WORK REQUIRED: Would you show every line from the records that holds "below"?

[DATA TO PROCESS Boundary: Start]

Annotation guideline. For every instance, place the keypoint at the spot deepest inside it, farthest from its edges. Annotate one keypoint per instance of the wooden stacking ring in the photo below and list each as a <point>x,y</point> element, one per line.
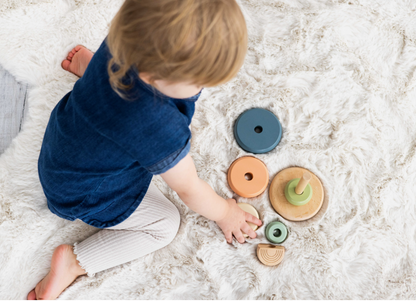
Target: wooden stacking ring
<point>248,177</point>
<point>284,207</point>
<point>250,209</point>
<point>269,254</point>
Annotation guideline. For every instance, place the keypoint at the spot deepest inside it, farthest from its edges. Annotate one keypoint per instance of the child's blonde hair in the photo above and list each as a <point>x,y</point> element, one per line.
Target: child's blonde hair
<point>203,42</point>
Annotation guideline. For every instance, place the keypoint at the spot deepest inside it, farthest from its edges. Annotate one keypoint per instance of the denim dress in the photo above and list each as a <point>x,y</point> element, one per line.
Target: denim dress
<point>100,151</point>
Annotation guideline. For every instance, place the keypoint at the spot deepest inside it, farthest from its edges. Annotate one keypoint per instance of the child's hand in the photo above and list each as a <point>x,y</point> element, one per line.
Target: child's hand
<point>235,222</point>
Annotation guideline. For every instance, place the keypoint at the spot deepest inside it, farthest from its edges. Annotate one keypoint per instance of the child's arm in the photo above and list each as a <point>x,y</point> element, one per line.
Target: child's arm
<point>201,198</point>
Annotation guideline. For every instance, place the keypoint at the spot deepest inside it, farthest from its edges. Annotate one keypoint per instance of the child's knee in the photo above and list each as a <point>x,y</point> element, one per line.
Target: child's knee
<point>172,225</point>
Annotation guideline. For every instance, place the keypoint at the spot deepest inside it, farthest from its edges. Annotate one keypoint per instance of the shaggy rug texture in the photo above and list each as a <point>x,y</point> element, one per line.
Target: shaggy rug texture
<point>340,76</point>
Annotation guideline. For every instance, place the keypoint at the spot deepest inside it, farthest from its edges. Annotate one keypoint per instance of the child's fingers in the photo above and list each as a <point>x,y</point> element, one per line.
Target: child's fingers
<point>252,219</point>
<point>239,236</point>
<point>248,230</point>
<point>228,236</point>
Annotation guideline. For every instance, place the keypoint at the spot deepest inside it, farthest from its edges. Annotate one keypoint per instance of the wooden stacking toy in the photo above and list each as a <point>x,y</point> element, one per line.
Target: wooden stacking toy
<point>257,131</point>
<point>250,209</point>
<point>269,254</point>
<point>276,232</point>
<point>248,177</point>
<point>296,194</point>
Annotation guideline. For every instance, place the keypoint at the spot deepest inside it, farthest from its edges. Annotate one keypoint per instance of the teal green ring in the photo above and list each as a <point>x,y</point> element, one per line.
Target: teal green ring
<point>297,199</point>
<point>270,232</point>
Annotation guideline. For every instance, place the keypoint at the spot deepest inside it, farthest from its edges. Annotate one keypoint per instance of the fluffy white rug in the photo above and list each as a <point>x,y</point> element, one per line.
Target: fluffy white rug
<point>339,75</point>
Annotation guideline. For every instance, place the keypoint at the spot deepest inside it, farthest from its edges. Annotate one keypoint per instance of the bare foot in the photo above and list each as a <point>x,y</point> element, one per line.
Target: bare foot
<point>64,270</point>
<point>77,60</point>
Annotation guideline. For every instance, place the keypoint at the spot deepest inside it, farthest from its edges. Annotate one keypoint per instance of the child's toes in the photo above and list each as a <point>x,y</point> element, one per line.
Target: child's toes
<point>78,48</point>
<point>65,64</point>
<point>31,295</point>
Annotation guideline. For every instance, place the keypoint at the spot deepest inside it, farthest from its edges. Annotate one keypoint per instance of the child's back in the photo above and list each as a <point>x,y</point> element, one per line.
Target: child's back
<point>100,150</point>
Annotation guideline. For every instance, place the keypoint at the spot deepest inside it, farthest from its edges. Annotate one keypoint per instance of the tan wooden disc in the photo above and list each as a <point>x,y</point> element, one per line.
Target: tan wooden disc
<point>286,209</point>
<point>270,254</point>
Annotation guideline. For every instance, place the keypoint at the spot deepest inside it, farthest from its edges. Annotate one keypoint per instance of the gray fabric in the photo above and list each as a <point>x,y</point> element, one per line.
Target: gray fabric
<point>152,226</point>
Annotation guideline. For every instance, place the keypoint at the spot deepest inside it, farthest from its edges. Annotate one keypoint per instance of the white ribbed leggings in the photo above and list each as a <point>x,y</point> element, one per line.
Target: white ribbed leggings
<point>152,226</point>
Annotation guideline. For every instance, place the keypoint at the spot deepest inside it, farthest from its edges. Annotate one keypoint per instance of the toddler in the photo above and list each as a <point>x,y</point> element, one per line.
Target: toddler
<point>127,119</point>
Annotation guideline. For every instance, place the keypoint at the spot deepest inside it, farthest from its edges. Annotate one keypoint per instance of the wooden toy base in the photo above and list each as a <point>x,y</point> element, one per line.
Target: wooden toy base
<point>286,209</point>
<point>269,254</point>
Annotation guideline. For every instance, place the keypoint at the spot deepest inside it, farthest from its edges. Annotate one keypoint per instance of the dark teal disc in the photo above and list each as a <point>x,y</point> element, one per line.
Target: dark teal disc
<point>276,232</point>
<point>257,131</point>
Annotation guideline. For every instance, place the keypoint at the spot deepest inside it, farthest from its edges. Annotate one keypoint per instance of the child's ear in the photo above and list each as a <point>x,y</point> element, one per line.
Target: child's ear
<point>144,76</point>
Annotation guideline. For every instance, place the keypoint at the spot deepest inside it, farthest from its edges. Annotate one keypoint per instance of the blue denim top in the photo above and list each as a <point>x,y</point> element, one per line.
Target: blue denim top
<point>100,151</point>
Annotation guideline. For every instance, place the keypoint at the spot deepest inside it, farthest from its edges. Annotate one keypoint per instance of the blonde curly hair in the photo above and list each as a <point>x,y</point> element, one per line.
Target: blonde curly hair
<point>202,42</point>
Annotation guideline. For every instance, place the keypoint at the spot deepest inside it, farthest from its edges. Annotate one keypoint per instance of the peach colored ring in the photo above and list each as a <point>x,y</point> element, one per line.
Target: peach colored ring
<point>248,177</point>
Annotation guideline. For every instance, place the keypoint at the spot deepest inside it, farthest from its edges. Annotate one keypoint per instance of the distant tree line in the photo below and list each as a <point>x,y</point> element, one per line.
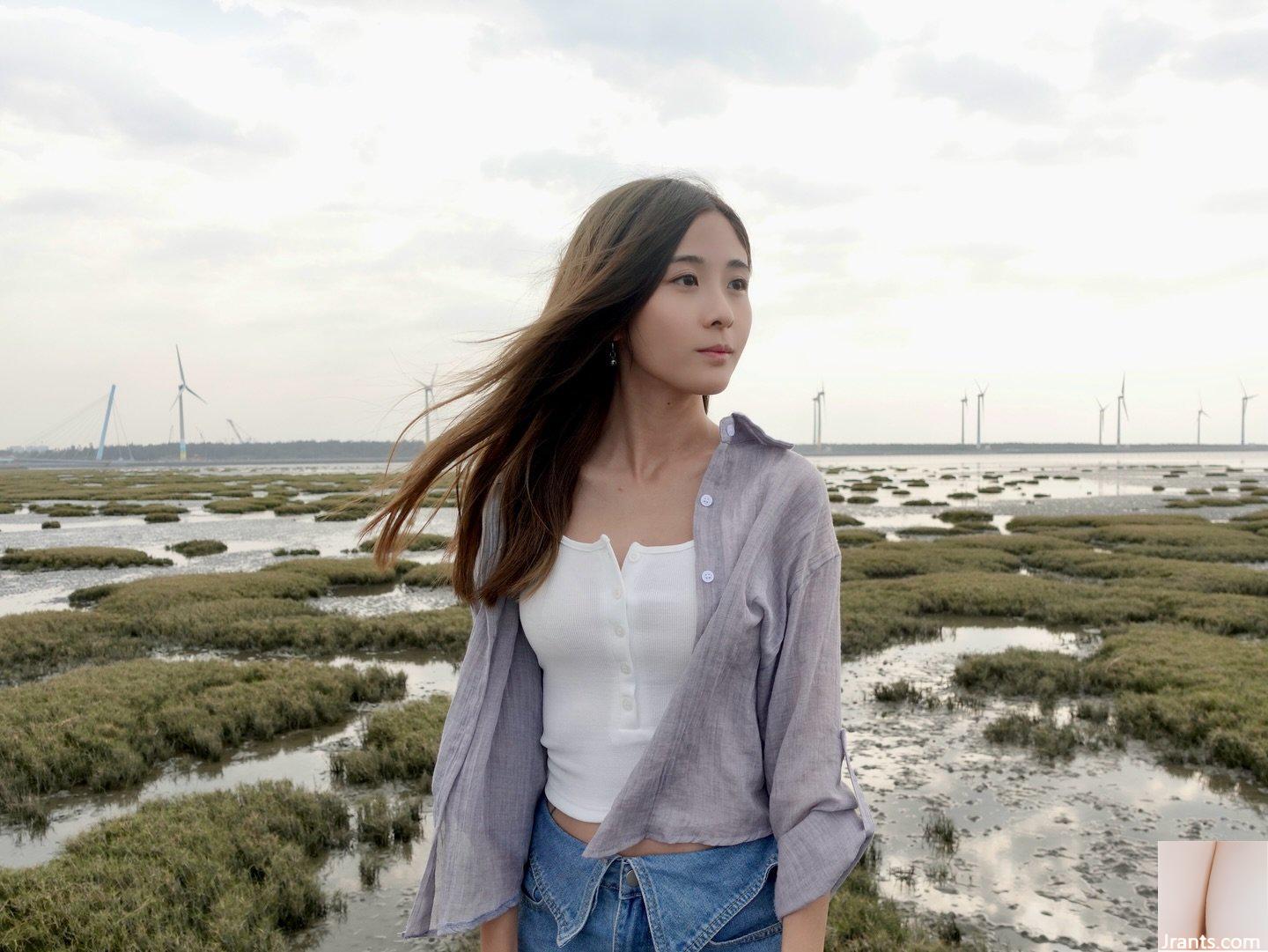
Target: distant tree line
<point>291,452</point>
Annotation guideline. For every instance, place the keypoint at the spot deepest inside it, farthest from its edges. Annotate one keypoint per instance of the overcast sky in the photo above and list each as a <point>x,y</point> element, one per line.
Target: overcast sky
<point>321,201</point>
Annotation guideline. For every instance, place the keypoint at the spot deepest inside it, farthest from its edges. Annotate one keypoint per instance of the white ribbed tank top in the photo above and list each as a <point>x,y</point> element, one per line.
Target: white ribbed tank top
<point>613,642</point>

[DATA TO PROCESS Boundary: End]

COMPLETED EXERCISE:
Annotation guideline. For every instance, place the keypoint at the spot deepest inside it, farthest from its edges. Annotate one keypoint per instance of the wooden stacking ring in the photo below and list each as a <point>x,y</point> element, one per line.
Annotation guideline. For every instance, place the keypoint at the spot deepest inside it, farthest from its edges. Annotate one keypoint per instance of the distant tree line in the photo below and list each as a <point>x,y</point> element, one per line.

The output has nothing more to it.